■ **Textauszug**
== == ==

Dann kam der 11. September. Um fünf Uhr nachmittags am folgenden Tag kam die Leiterin der Personalabteilung von GNF mit einem Stück Papier in der Hand zu mir. Das Herz rutschte mir in die Hose und ich nahm an, mein Visum wäre abgelehnt worden. Stattdessen teilte sie mir mit, dass es soeben genehmigt worden sei. In diesem Moment wurde mir klar, dass dieses Land, meine neue Heimat, wahrhaft beeindruckend war. Ich selbst war am 12. September noch völlig erschüttert und konnte mich kaum auf meine Arbeit konzentrieren. Aber jemand an der Ostküste ging trotzdem zur Arbeit, schaute sich meinen Antrag an und genehmigte ihn. An diesem Tag traf ich die Entscheidung, in diesem Land zu bleiben und ihm etwas zurückzugeben. Aus diesem Grund teile ich meine Forschungsergebnisse mit Ihnen und hoffe, dass sie hilfreich für Sie sind.

== == ==

■ **Vorliegende Daten**
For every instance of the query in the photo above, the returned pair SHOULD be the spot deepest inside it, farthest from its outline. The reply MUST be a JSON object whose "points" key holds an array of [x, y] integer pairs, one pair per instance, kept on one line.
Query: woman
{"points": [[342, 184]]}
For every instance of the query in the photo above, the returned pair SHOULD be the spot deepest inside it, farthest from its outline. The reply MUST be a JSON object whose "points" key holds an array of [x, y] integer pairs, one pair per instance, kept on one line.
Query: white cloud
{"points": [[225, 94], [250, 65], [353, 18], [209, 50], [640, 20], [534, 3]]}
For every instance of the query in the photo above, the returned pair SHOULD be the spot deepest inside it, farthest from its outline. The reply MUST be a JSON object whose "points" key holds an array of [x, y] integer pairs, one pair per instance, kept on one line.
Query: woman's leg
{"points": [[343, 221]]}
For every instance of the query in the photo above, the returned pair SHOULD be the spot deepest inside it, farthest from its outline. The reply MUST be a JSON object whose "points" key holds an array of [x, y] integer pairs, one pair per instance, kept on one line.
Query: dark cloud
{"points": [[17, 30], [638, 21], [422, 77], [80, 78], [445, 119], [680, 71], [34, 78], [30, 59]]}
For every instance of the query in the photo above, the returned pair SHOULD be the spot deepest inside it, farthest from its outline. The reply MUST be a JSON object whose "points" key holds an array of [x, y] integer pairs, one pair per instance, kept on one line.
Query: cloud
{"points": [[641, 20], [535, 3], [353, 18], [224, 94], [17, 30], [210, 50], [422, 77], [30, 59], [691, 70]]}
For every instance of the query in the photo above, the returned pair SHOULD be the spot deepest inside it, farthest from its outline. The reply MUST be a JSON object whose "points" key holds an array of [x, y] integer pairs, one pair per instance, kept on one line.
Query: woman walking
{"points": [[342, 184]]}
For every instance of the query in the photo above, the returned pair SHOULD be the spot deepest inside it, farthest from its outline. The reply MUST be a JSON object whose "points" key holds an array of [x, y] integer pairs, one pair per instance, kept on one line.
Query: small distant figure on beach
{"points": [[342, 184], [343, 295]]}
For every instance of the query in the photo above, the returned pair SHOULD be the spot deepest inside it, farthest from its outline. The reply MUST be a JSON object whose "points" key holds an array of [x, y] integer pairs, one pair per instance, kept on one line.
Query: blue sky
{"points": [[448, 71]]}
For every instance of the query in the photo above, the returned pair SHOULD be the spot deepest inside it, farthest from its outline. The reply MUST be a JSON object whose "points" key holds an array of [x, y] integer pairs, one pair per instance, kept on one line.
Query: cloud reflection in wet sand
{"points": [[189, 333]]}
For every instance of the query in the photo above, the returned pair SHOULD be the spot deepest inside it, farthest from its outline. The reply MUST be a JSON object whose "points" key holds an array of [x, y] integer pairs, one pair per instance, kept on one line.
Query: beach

== == ==

■ **Arbeitsanweisungen**
1. Nenne alle Wendungen im Textauszug, in denen eine Präposition vor „diesem“ und einem Substantiv steht.
2. Gib bitte einen Abschnitt aus dem Textauszug wortgetreu wieder: Beginne bei den Worten „Dann kam der“ und höre nach „für Sie sind.“ auf.

■ **Lösungen**
1.
In diesem Moment
An diesem Tag
in diesem Land
Aus diesem Grund

2.
Dann kam der 11. September. Um fünf Uhr nachmittags am folgenden Tag kam die Leiterin der Personalabteilung von GNF mit einem Stück Papier in der Hand zu mir. Das Herz rutschte mir in die Hose und ich nahm an, mein Visum wäre abgelehnt worden. Stattdessen teilte sie mir mit, dass es soeben genehmigt worden sei. In diesem Moment wurde mir klar, dass dieses Land, meine neue Heimat, wahrhaft beeindruckend war. Ich selbst war am 12. September noch völlig erschüttert und konnte mich kaum auf meine Arbeit konzentrieren. Aber jemand an der Ostküste ging trotzdem zur Arbeit, schaute sich meinen Antrag an und genehmigte ihn. An diesem Tag traf ich die Entscheidung, in diesem Land zu bleiben und ihm etwas zurückzugeben. Aus diesem Grund teile ich meine Forschungsergebnisse mit Ihnen und hoffe, dass sie hilfreich für Sie sind.